→ Task instructions
Give back an exact copy of the lines from the start of the material through the line bearing "of the man's". Include both ends and nothing else.

→ Records for this task
# # # #

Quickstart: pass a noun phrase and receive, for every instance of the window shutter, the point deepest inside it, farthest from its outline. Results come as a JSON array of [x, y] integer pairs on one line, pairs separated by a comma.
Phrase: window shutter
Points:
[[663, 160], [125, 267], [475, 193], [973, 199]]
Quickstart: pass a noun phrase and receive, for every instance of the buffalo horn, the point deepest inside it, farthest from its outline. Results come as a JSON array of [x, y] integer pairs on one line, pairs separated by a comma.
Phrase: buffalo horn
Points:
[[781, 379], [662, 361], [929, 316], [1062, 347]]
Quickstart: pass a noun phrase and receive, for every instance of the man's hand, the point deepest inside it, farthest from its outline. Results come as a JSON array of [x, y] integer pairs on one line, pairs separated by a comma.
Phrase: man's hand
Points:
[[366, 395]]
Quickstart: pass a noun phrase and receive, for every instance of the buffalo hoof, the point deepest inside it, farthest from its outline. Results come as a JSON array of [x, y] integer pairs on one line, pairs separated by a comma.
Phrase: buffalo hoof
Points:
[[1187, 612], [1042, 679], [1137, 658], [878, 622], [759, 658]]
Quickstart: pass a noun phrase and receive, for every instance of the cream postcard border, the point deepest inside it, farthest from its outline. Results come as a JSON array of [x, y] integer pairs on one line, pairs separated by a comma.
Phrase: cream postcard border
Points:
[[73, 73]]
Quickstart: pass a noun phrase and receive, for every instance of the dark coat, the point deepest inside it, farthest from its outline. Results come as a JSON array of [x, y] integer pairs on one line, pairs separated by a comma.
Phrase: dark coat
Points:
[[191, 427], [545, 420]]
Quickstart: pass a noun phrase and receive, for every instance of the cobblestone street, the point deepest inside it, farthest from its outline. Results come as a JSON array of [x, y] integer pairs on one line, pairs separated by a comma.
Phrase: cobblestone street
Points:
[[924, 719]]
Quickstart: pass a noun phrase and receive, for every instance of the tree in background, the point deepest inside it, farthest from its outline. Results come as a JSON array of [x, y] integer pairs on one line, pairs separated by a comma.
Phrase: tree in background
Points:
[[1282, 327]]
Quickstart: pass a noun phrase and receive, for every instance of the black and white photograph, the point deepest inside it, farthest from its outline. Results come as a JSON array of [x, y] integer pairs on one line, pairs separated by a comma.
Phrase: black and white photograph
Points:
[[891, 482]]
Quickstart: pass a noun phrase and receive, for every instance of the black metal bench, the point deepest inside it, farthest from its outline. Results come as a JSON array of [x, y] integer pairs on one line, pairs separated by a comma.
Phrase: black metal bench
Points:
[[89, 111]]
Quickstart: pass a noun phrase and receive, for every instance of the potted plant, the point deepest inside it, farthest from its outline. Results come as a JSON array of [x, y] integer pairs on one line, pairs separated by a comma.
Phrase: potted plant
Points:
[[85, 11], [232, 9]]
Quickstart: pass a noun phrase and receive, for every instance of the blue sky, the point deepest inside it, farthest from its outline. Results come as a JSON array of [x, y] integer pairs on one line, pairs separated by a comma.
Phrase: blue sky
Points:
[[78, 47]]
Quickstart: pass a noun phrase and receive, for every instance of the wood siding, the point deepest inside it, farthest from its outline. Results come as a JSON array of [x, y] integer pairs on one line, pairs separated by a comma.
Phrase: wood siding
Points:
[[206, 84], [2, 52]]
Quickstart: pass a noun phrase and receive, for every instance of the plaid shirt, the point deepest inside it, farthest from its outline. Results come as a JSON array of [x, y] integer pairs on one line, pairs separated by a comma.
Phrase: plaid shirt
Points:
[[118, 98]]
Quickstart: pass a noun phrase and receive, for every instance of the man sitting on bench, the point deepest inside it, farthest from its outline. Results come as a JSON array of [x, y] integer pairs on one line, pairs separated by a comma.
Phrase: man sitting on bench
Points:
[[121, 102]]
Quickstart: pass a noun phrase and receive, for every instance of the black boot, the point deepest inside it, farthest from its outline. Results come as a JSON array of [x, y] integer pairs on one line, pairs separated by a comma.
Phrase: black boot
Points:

# # # #

→ Result of the task
Quickstart: pass a noun phrase and receive, for every instance of the window shutter, the point deepest inside it, farthest from its outline. Results come as a JSON array of [x, y] integer pairs on one line, pairs separated by a comma.
Phrase: window shutter
Points:
[[663, 160], [125, 267], [475, 193], [973, 199]]
Quickstart: pass a noun phrase and receive, for every instance of the buffalo horn, the point deepest inside it, farthest from its outline. Results come as a JSON array of [x, y] integer pairs on one line, pairs separated by a comma.
Phrase: buffalo horn
Points:
[[781, 379], [662, 361], [929, 316], [1062, 347]]
Quickstart: pass a noun phrase and receive, for every instance of the man's hand, the point deepest inside it, farthest from its outline. Results come as a JSON array of [x, y] integer pairs on one line, pairs separated by a comma.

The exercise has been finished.